**** Passage to read ****

It is a pity that the film, “Revolutionary Road” was released this year when the world is in a financial crisis almost as severe as “The Great Depression.” Had it come out during the economic boom of a few years ago, then the Wheelers of Revolutionary Road, Connecticut, might have aroused some sympathy in us.
As it is, we can’t help feeling that Frank (Leonardo DiCaprio) and April (Kate Winslet) are a couple of spoilt American middle class brats of the Fifties who are simply disenchanted with their marriage. Surprise, surprise, she wants more out of life than a comfortable home and two children and he is bored with his very secure job.
Today as the economic crisis grows, this couple would be envied. People losing their homes and their jobs are bound to be less sympathetic of people who are emotionally unfulfilled, who want to find themselves, as the saying goes. That’s what I meant when I wrote that “Revolutionary Road” has been released at the wrong time.
During the post-war period of the Fifties, jobs were so secure that all the men in Frank’s office in New York city have time to sit around and hardly do any work. In fact, their primary concern is to not be caught loafing when the boss comes around. Frank is one of those unambitious men who found his war service more exciting than his current job in the big company. He is bored and doesn’t want the uneventful life that his father led. But is he prepared to do anything about it?

**** Data to examine ****

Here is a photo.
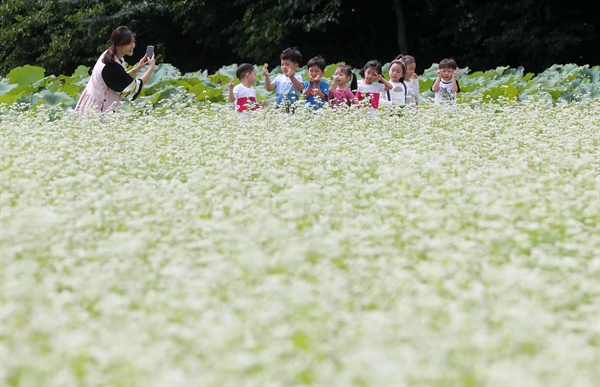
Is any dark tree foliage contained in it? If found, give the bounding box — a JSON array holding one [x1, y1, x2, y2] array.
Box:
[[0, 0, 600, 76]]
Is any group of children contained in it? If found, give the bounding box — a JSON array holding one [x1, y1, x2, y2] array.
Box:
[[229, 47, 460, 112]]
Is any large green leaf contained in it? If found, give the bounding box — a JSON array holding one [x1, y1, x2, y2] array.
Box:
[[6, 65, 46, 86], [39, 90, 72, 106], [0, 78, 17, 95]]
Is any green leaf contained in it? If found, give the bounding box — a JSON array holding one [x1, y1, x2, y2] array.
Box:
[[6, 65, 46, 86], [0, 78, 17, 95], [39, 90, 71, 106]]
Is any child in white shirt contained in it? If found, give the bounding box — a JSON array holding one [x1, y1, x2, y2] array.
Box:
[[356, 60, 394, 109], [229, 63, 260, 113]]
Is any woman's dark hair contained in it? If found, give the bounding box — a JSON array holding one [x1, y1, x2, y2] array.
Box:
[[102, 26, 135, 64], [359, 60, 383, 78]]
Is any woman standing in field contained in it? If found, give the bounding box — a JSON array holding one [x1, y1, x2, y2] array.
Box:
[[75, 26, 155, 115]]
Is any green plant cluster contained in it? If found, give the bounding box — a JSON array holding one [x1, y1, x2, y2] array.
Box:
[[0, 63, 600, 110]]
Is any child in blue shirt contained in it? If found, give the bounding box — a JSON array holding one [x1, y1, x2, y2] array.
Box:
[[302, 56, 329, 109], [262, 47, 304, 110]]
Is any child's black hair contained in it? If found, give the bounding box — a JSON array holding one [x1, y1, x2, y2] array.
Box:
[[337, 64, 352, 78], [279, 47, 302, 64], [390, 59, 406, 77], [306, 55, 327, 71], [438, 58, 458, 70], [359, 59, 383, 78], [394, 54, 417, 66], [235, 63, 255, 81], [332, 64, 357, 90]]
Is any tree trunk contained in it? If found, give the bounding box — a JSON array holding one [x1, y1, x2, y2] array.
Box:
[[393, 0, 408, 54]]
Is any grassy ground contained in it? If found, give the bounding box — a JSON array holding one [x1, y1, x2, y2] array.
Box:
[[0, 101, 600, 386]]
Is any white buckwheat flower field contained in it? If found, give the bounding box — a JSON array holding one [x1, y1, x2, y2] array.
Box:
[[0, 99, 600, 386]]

****
**** Data to examine ****

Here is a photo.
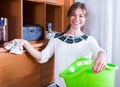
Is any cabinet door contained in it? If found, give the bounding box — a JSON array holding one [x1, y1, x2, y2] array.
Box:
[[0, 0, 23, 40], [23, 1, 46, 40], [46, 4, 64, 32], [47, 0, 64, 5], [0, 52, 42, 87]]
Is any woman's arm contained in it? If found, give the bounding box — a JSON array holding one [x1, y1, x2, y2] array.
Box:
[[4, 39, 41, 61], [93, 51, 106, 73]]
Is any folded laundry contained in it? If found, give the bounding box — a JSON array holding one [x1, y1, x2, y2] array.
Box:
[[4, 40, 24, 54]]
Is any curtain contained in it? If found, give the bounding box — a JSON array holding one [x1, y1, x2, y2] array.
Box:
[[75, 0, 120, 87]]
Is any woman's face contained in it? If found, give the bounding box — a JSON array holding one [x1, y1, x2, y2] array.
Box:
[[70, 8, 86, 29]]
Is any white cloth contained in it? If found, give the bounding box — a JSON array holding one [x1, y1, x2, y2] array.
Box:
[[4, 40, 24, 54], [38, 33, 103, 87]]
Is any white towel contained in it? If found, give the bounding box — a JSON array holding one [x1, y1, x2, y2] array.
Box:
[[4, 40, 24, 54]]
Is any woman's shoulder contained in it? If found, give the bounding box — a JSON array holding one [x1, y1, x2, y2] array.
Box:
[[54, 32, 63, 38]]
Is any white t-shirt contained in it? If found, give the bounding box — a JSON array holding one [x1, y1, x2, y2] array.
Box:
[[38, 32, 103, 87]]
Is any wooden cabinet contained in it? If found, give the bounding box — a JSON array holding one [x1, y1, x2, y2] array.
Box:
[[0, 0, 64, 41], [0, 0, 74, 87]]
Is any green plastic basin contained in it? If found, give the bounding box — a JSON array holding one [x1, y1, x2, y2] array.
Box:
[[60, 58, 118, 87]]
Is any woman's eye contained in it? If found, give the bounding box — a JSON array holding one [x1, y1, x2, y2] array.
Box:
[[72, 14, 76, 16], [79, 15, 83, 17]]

****

● Assigned task
Update the stretch of the film review from "Today as the" through "the wrong time." by replacing "envied" with "admired".

● Output of the exercise
Today as the economic crisis grows, this couple would be admired. People losing their homes and their jobs are bound to be less sympathetic of people who are emotionally unfulfilled, who want to find themselves, as the saying goes. That’s what I meant when I wrote that “Revolutionary Road” has been released at the wrong time.